===== Exercise material
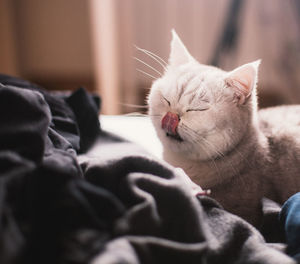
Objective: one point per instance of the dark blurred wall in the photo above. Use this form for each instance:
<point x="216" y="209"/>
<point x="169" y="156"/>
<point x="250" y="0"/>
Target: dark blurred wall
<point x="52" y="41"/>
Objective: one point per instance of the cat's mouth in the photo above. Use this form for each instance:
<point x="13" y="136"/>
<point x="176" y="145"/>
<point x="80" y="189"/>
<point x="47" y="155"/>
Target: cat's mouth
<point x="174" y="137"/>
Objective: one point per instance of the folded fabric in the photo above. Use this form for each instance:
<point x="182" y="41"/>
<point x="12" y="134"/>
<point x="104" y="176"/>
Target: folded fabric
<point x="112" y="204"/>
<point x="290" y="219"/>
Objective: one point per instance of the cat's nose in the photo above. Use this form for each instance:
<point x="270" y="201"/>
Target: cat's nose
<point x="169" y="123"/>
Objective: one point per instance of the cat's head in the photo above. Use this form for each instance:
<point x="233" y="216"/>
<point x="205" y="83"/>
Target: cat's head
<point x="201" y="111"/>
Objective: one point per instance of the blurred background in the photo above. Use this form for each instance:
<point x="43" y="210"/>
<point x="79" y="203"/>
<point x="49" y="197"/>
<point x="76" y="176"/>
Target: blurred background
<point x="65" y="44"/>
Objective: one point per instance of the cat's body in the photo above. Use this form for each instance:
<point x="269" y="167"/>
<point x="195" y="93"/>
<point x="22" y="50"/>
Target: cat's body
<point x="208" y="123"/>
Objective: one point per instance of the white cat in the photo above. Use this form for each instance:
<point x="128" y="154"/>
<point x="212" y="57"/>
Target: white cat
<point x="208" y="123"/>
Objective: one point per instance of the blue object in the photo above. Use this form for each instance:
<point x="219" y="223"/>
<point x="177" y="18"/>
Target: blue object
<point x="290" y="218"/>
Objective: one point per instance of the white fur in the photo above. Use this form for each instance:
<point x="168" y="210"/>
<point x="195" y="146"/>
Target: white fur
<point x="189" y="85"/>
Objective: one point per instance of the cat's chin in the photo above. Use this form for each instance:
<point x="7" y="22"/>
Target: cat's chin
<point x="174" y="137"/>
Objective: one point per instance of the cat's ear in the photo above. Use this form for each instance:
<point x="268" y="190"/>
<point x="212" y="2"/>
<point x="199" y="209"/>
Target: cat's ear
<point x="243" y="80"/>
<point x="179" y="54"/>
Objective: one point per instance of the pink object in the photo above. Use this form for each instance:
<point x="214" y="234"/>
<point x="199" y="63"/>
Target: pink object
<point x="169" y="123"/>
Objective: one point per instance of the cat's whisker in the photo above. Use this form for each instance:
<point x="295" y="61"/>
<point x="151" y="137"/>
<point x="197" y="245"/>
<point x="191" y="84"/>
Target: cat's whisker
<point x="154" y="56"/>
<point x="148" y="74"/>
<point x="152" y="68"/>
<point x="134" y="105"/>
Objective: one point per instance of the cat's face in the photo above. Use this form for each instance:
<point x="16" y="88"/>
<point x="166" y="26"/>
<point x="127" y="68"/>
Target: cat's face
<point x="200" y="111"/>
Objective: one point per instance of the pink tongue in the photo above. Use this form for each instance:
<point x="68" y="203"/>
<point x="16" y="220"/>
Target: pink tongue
==========
The records above must be transcribed exactly. Pictures are left out of the copy.

Worked answer:
Objective: one point per instance of the dark blurred wall in the photo above. Use this form for each instance:
<point x="216" y="209"/>
<point x="169" y="156"/>
<point x="250" y="0"/>
Target: dark blurred wall
<point x="52" y="41"/>
Objective: one point per instance of the cat's mouth in the photo above. Use this form for each instance:
<point x="13" y="136"/>
<point x="176" y="145"/>
<point x="80" y="189"/>
<point x="47" y="155"/>
Target: cat's mouth
<point x="174" y="137"/>
Objective: one point per instance of the folded fabric in the photo above. Use this form for each instance:
<point x="182" y="41"/>
<point x="12" y="134"/>
<point x="104" y="176"/>
Target: folded fabric
<point x="112" y="204"/>
<point x="290" y="219"/>
Objective: one point per instance of the cat's nose in the photo above. Use this form for each instance:
<point x="270" y="201"/>
Target: cat's nose
<point x="169" y="123"/>
Objective: one point per instance of the cat's head in the photo above. Use this form for each instance:
<point x="233" y="216"/>
<point x="205" y="83"/>
Target: cat's head
<point x="201" y="111"/>
Objective: one point per instance of the blurred background in the photo above. Use this form for each instance:
<point x="43" y="210"/>
<point x="79" y="203"/>
<point x="49" y="197"/>
<point x="76" y="176"/>
Target: blurred background
<point x="65" y="44"/>
Objective: one point per instance of the cat's body in the photo above. Use this form for each instance:
<point x="269" y="167"/>
<point x="195" y="93"/>
<point x="22" y="50"/>
Target: cat's body
<point x="208" y="123"/>
Objective: one point per instance of the white cat in the photo above. Use this form for each instance:
<point x="128" y="154"/>
<point x="212" y="57"/>
Target: white cat
<point x="208" y="123"/>
Objective: one point per instance of the blue object in the photo above. Use this form for each instance:
<point x="219" y="223"/>
<point x="177" y="18"/>
Target: blue object
<point x="290" y="218"/>
Objective: one point per instance of the white fur in the photo above. Use this form for each instance:
<point x="168" y="210"/>
<point x="195" y="146"/>
Target: white fur
<point x="189" y="85"/>
Objective: one point per instance of the cat's chin in the photo above. Use this form for each instance:
<point x="7" y="22"/>
Target: cat's chin
<point x="174" y="137"/>
Objective: one point per instance of the cat's ear in the photo above. Use this form for each instance:
<point x="268" y="190"/>
<point x="212" y="2"/>
<point x="199" y="209"/>
Target: cat's ear
<point x="243" y="80"/>
<point x="179" y="54"/>
Objective: one point per instance of the pink object in the photo above. Use this form for each instance:
<point x="214" y="234"/>
<point x="199" y="63"/>
Target: pink object
<point x="169" y="123"/>
Objective: one point per instance of the cat's whisker in the photo above. Use this form for each instance:
<point x="295" y="61"/>
<point x="151" y="137"/>
<point x="197" y="245"/>
<point x="191" y="84"/>
Target: cat's whisker
<point x="154" y="56"/>
<point x="148" y="74"/>
<point x="152" y="68"/>
<point x="134" y="105"/>
Objective: one point per instance of the cat's face in the photo above. Use this form for each instance:
<point x="16" y="88"/>
<point x="166" y="26"/>
<point x="127" y="68"/>
Target: cat's face
<point x="200" y="111"/>
Objective: one point per instance of the pink tongue in the photo above. Use this form for each instance:
<point x="68" y="203"/>
<point x="16" y="220"/>
Target: pink tongue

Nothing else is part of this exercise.